WHAT IS EXPECTED:
Transcribe the items without any change, beginning at the line that contains "instance, sample <point>399,227</point>." and stopping after the line that contains "<point>254,84</point>".

* start *

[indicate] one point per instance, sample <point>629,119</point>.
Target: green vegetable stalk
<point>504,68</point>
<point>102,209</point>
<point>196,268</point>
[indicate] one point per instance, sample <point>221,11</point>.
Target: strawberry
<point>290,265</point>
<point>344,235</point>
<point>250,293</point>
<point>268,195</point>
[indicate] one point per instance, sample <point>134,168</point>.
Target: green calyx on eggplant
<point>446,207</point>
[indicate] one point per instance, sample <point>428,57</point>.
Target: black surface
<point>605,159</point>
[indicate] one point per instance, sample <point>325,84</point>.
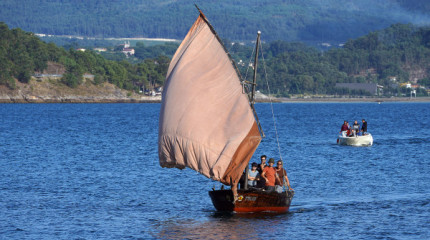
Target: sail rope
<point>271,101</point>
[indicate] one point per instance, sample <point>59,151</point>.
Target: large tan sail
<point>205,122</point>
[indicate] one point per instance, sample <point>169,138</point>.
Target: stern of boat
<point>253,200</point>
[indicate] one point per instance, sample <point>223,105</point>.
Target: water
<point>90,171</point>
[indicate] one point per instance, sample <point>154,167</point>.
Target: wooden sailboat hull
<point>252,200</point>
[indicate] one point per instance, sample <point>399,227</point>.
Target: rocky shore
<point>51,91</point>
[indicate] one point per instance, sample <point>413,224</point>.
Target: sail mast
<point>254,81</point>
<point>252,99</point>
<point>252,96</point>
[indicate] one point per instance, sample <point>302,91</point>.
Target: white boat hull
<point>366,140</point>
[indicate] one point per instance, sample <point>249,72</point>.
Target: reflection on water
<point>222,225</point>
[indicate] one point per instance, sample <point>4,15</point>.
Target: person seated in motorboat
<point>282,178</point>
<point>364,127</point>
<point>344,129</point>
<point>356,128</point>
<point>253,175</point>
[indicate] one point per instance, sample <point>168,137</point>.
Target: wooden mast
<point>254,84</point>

* end *
* start *

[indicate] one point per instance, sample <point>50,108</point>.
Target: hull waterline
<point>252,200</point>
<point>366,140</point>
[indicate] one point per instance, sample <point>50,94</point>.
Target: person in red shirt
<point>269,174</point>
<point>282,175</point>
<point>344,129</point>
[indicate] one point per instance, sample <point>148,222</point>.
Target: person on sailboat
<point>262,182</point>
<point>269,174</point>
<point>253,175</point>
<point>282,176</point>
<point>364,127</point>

* end *

EXERCISE RESULT:
[indicate] one point per instance, sample <point>399,227</point>.
Target: rocky shore
<point>51,91</point>
[indicate] one point per instance, sample <point>413,224</point>.
Target: sail mast
<point>254,81</point>
<point>252,99</point>
<point>252,96</point>
[indicate] one point per instance, sample <point>302,91</point>.
Target: white boat hull
<point>366,140</point>
[indicate] one point per instance, sample <point>249,72</point>.
Target: reflection on water
<point>222,225</point>
[indicate] one point per instance, sample <point>4,15</point>.
Target: person seated in motorboat
<point>282,178</point>
<point>364,127</point>
<point>344,129</point>
<point>356,128</point>
<point>253,175</point>
[indicate] one point per instance, sample <point>168,137</point>.
Target: wooden mast
<point>254,84</point>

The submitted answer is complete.